#### Provided material ####

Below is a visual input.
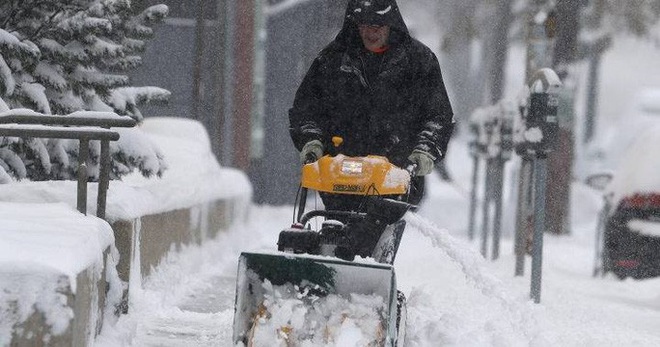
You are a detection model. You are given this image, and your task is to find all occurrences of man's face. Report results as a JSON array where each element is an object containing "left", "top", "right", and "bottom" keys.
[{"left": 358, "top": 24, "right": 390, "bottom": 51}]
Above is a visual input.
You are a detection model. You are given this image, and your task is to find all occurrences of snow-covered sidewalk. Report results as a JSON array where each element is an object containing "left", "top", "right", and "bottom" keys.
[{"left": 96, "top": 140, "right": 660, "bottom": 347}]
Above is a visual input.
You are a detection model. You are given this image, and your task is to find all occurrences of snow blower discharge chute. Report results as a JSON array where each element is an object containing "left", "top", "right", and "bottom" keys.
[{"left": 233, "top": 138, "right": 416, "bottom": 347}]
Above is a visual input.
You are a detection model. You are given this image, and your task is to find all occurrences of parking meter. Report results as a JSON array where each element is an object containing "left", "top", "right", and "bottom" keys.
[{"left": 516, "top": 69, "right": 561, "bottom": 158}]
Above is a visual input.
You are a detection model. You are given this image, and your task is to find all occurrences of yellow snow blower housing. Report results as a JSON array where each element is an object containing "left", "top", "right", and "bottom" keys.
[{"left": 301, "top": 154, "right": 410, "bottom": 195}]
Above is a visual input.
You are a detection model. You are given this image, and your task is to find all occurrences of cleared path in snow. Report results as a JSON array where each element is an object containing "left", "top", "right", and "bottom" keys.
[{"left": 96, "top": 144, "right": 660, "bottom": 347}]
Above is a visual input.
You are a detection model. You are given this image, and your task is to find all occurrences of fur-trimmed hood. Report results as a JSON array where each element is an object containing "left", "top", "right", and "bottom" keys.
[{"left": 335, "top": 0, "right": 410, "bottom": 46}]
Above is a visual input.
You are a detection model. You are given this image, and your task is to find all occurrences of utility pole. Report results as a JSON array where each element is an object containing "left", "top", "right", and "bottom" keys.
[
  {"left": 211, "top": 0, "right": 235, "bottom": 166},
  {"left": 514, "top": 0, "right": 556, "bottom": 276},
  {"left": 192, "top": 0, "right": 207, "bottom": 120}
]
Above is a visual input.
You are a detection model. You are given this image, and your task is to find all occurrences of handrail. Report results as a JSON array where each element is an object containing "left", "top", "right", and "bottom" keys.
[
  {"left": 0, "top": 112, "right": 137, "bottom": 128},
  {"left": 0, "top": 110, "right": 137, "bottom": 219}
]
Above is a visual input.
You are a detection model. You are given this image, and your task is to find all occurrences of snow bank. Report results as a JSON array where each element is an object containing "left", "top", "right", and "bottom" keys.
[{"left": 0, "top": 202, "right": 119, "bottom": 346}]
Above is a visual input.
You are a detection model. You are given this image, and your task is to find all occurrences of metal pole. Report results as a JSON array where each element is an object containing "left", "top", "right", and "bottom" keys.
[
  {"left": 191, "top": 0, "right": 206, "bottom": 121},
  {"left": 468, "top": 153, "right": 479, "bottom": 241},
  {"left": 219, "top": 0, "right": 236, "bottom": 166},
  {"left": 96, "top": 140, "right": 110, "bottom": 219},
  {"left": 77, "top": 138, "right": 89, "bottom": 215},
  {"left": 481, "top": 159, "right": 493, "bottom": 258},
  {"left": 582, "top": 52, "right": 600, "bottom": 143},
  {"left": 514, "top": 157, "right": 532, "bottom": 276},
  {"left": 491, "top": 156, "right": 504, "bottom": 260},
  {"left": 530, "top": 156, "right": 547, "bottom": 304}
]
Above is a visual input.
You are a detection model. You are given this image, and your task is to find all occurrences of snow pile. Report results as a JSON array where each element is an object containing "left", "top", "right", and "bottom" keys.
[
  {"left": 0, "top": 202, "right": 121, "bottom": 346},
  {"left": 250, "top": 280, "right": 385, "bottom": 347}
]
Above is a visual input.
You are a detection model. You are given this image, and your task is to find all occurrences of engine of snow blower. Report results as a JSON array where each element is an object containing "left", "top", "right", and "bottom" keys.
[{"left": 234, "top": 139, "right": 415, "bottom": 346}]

####
#### Provided material ####

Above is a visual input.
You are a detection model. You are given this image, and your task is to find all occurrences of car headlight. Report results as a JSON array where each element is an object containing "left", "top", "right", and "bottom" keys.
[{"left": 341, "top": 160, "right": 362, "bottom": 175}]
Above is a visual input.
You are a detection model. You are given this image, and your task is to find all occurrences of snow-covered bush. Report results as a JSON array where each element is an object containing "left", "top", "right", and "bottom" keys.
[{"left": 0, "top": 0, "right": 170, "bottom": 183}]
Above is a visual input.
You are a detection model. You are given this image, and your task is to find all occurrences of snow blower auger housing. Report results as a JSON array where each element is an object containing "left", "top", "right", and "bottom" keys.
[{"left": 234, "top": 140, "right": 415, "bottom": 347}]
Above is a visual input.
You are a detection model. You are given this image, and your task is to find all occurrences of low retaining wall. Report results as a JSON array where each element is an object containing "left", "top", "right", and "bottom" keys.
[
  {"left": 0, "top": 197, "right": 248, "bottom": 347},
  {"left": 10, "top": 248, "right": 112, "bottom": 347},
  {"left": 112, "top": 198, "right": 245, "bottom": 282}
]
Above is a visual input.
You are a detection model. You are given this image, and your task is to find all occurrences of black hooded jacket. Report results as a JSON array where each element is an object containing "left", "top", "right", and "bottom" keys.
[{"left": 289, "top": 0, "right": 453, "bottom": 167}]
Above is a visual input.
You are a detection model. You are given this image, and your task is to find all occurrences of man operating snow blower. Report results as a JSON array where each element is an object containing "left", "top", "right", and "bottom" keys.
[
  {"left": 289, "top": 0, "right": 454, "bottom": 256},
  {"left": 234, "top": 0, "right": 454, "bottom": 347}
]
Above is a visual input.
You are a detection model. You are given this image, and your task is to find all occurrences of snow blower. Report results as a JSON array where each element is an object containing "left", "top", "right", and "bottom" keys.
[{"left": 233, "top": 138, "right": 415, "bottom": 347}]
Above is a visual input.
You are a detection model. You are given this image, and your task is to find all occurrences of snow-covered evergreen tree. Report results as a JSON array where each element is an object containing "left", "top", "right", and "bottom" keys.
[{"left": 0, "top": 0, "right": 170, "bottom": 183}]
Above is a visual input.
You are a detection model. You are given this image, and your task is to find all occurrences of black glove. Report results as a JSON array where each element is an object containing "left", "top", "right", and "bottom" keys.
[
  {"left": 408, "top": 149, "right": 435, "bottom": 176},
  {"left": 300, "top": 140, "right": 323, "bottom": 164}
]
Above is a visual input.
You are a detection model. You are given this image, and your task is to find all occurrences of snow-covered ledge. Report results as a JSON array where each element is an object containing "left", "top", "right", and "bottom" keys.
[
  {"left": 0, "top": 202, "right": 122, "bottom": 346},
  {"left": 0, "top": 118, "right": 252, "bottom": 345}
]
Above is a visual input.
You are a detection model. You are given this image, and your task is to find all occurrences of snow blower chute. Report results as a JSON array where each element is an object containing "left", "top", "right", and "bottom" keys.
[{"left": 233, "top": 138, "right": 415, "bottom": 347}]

####
#### Provided material ####

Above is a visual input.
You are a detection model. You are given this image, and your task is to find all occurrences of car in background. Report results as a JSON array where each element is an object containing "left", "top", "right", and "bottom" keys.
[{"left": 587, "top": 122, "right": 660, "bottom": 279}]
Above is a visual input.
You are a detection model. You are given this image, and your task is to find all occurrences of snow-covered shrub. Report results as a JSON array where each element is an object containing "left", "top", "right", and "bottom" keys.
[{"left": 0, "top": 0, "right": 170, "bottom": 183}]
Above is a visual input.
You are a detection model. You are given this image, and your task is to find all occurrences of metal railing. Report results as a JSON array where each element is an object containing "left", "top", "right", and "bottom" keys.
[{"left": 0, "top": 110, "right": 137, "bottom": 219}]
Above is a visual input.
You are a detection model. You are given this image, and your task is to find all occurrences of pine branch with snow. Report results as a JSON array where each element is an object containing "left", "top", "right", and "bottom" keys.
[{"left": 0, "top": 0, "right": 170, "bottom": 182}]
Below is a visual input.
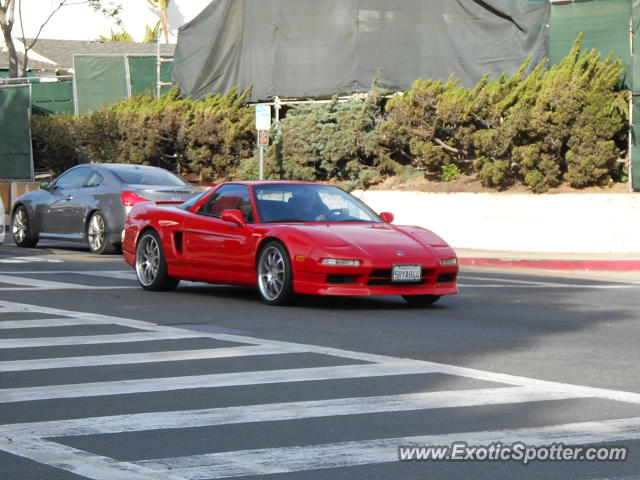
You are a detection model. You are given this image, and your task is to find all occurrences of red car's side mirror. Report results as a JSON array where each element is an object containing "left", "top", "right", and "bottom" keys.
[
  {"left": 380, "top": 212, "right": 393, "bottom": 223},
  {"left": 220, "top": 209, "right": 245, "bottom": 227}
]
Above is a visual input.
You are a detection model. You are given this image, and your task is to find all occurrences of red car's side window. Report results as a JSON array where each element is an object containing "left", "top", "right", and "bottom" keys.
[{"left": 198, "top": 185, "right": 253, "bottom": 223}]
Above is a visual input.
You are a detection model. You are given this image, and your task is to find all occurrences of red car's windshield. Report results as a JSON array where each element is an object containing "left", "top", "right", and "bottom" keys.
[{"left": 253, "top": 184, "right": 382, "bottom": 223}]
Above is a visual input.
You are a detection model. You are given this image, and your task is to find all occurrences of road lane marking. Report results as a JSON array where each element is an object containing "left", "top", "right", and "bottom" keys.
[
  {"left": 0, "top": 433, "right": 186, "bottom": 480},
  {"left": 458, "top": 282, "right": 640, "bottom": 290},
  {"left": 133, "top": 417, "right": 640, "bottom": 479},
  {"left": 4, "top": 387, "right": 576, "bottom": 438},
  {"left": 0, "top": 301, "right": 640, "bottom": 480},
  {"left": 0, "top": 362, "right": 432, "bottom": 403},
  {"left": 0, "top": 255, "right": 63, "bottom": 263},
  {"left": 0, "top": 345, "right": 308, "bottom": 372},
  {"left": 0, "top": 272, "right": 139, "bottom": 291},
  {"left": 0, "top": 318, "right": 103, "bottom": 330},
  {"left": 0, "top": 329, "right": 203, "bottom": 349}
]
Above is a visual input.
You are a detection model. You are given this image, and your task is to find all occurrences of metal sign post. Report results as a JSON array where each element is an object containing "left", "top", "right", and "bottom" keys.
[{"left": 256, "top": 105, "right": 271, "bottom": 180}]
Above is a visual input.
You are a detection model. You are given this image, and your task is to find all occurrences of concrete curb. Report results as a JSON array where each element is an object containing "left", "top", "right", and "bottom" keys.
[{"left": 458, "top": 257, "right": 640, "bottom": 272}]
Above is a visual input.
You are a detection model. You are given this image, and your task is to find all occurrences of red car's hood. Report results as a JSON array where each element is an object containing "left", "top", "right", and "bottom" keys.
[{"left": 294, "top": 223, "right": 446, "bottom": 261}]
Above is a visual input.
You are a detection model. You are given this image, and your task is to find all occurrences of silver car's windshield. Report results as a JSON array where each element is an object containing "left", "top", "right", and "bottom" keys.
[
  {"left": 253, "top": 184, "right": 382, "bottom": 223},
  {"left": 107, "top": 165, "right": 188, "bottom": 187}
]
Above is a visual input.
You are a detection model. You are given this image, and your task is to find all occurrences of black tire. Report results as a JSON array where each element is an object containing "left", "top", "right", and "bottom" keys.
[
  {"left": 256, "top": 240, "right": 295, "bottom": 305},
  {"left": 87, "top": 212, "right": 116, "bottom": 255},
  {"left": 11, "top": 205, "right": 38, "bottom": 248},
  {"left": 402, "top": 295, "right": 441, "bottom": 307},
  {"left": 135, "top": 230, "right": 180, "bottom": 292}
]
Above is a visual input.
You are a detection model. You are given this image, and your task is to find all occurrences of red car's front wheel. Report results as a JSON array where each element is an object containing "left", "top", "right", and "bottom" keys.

####

Show every line of the rows above that contains the string "pole", treating uppercase and lowercase as different.

| Written answer |
You are a detection model. You are given this image, and your task is to find all occurrences of utility pole. Report results as a JSON array where each element is an object containing "left", "top", "right", and "bottom" keys.
You are a detection model. You are given this image, and your task is to find all occurrences of metal pole. Report results as a JSON array where each element is an object containing "left", "top", "right", and "bottom" keys.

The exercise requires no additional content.